***** Brontekst *****

Karel Boeykens vertelt in zijn boek Herinneringen (p. 32) hoe BBTK was georganiseerd begin jaren ’60. Tot 1963 beschikte BBTK Antwerpen slechts over één bezoldigde secretaris, geholpen door twee administratieve bedienden. Het was onmogelijk om met deze kleine groep overal aanwezig te zijn om een efficiënte stakingsactie te ondersteunen. Daarom besliste het bestuur van de afdeling de acties van BBTK toe te spitsen op de grootwarenhuizen in de Carnotstraat (Sarma, Priba, ….), de Meir (Inno) en de Groenplaats (Grand Bazar). Gezien de korte afstand tussen de Carnotstraat en de Groenplaats was Staf Cuypers – hoofd boekhouding van de Provinciale Metaalbewerkersbond – bereid het stakerspiket van BBTK in de Carnotstraat te begeleiden.
De kaders blijven voor de vakbonden een moeilijk te organiseren groep. In 1965 werd door de BBTK de Volksbond voor Kaderleden opgericht maar een aparte organisatie voor kaderleden kwam er niet. Er werd wel gepleit voor een apart kiescollege voor kaderleden bij de sociale verkiezingen. Het patronaat richtte hiertegen de Nationale Confederatie van Kaderpersoneel op.
Begin jaren 70 waren er 1,5 miljoen arbeiders en 1 miljoen bedienden. De tertiaire en overheidssector waren sterk gegroeid, terwijl het aandeel van de industrie in de economie daalde. De bediende bleef heen en weer geslingerd tussen patronale solidariteit en werknemerssolidariteit. Dat 500.000 bedienden werkzaam waren in een bedrijf zonder ondernemingsraad maakte het er voor de vakbonden niet makkelijker op om hen te organiseren. Om de syndicale slagkracht bij de arbeiders aan te tasten, werden geschoolde arbeiders weggepromoveerd tot technische bedienden.

*****

* Doel 1: Over hoeveel bezoldigde secretarissen beschikte BBTK Antwerpen tot 1963 volgens de brontekst?

***** Aangeleverde gegevens *****

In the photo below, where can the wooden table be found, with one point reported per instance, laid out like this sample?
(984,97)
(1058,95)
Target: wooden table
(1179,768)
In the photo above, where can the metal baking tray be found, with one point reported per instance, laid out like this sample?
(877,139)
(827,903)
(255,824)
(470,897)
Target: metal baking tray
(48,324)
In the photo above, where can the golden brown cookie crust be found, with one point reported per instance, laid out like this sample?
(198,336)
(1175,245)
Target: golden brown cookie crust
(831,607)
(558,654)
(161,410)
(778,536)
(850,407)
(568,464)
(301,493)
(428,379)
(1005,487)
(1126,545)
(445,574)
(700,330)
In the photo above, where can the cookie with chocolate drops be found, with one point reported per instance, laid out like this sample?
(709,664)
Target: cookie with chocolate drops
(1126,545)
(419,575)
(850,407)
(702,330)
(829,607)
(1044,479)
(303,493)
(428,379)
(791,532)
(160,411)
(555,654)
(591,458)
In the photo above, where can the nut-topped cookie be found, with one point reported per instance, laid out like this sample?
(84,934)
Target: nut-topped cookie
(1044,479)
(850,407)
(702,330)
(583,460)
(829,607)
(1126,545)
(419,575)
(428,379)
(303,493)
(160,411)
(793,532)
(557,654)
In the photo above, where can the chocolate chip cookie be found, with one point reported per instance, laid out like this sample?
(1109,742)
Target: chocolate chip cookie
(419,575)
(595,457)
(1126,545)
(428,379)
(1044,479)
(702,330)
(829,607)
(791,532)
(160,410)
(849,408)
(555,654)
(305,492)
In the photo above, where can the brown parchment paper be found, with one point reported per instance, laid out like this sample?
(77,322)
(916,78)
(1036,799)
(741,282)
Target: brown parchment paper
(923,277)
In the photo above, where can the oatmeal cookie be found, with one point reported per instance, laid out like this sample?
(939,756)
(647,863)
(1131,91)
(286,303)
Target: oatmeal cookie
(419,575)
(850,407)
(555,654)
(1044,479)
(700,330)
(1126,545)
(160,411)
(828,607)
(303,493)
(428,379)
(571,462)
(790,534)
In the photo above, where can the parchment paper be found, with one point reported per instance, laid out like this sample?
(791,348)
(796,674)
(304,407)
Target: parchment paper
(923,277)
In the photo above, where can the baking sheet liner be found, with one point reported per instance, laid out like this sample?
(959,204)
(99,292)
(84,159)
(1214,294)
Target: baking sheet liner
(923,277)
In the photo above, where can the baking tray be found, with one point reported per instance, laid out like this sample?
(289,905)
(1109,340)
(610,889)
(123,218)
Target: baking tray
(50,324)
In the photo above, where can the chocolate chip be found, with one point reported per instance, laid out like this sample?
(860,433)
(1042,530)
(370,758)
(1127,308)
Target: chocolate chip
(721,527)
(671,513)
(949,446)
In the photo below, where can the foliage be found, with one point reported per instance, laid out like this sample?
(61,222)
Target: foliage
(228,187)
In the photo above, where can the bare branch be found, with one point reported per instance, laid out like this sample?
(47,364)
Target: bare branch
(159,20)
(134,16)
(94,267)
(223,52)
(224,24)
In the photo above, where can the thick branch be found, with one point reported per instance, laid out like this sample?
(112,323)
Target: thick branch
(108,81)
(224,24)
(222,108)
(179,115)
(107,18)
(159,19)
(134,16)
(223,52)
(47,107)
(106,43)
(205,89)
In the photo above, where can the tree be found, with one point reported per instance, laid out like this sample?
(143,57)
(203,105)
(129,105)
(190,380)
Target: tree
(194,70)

*****

* Doel 2: Toon elke regel uit de gegevens waarin het woord "bare" voorkomt, waarbij het verschil tussen hoofdletters en kleine letters telt.

* Resultaat 1: Over één bezoldigde secretaris, die geholpen werd door twee administratieve bedienden.

* Resultaat 2:
In the photo above, where can the bare branch be found, with one point reported per instance, laid out like this sample?
Target: bare branch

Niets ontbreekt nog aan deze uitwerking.